Instructions for the task
Across the listing below, how many lines have the word "target" in them? Provide only the number.

Dataset
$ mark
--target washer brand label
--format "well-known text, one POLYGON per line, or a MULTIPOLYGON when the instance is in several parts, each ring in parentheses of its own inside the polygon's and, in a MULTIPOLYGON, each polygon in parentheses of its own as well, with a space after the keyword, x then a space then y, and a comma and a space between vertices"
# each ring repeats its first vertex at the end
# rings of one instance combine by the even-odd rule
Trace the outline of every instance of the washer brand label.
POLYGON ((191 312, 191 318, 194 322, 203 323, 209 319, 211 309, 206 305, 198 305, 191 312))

==

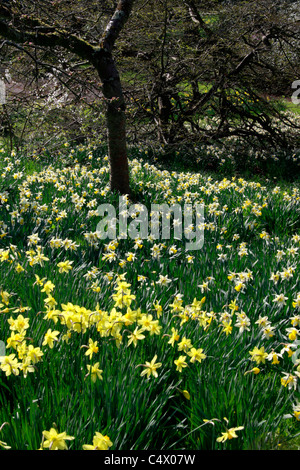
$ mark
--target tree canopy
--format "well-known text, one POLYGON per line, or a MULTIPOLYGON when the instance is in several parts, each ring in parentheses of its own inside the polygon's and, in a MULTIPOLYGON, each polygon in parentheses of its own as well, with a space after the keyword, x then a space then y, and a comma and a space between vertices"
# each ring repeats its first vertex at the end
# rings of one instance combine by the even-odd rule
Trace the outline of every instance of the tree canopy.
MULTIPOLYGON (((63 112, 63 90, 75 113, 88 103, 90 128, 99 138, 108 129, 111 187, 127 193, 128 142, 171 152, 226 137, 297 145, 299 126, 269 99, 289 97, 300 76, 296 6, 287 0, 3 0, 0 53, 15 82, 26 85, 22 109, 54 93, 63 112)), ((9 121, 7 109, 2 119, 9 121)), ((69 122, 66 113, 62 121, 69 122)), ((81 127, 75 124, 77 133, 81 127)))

...

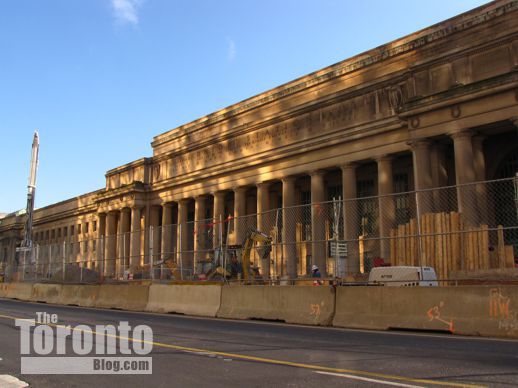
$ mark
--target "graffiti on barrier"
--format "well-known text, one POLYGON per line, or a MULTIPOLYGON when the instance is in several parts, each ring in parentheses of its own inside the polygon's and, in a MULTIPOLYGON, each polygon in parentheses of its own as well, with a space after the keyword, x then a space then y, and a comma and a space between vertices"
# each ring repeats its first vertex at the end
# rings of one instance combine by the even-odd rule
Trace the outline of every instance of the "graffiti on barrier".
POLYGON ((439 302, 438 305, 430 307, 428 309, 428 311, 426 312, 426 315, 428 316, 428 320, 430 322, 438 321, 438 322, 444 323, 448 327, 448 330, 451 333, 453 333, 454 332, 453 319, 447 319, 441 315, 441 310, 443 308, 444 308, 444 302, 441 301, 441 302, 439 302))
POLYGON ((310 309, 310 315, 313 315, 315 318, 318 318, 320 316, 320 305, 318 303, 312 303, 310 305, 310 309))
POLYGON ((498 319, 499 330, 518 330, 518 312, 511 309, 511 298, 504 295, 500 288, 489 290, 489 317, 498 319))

Result of this exercise
3